Well, it's not difficult to replace the sensor, but all the refrigerant in the system would escape, and would need to be replaced. That is a lot of work and expense without first knowing the sensor was defective. It would be comparable to adding refrigerant to the system without first measuring the pressure to see if it needed refrigerant. (don't fix it if it ain't broke).

I guess the next easiest thing to test, is to determine if the AC clutch is getting the voltage required to engage it. There are 3 wires connected to the compressor. You can ignore the green and white wires since those are used to change the displacement of the compressor. You need to check the voltage on the blue wire (relative to ground). If there is 12v and the clutch is not being energized, then the clutch is the problem. If there is not 12v, then there could be a number of other problems with the pressure sensor being a number one suspect based on the fact that adding pressure to the system temporarily resolved the problem.

_EXTRACTED ENTRIES_.
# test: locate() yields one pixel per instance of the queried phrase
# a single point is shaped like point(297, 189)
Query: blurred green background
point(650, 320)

...

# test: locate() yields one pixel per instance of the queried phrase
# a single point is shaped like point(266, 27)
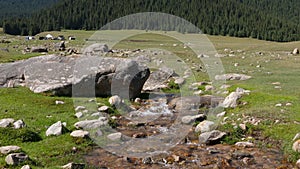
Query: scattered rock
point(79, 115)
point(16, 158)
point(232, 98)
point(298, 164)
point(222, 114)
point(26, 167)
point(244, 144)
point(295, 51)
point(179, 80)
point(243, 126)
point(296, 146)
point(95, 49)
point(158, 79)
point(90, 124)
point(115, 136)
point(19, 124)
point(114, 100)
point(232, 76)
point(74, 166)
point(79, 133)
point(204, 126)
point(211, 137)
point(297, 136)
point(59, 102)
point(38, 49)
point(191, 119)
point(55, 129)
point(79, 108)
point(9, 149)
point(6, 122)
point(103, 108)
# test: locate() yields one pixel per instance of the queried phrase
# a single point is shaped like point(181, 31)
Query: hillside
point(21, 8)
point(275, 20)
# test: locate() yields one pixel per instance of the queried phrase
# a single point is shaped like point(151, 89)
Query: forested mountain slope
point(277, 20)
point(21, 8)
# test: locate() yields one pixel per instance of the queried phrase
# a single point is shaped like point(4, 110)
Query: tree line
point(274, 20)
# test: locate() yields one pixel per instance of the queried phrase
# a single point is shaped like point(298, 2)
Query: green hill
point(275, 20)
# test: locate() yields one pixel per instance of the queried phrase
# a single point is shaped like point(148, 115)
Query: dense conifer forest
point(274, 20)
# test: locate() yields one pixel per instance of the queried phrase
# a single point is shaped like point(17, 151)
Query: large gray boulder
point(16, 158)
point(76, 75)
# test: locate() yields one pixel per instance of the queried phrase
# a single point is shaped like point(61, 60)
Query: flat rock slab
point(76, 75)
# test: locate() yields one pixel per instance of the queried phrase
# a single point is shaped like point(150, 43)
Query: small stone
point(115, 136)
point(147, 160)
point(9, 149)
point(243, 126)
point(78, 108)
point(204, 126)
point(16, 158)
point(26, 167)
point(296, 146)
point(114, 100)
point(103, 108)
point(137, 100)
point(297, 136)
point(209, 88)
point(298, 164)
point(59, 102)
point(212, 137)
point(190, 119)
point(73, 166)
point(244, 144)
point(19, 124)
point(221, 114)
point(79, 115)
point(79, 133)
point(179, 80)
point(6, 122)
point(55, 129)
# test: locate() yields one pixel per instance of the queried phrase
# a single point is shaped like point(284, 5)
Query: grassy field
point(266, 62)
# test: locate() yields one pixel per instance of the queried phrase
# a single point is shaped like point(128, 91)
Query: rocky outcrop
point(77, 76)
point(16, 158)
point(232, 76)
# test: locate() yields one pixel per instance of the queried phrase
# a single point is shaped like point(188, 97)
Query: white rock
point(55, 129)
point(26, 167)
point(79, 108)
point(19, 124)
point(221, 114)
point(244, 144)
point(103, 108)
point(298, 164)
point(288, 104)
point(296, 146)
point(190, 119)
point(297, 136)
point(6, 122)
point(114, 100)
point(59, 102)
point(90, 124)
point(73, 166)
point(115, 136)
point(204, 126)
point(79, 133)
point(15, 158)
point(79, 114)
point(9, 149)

_DIRECTION_. From the text on troubleshooting the AC clutch and pressure sensor, extract the stretch from "Well, it's not" through "it ain't broke).", word for word.

_THE RESULT_.
Well, it's not difficult to replace the sensor, but all the refrigerant in the system would escape, and would need to be replaced. That is a lot of work and expense without first knowing the sensor was defective. It would be comparable to adding refrigerant to the system without first measuring the pressure to see if it needed refrigerant. (don't fix it if it ain't broke).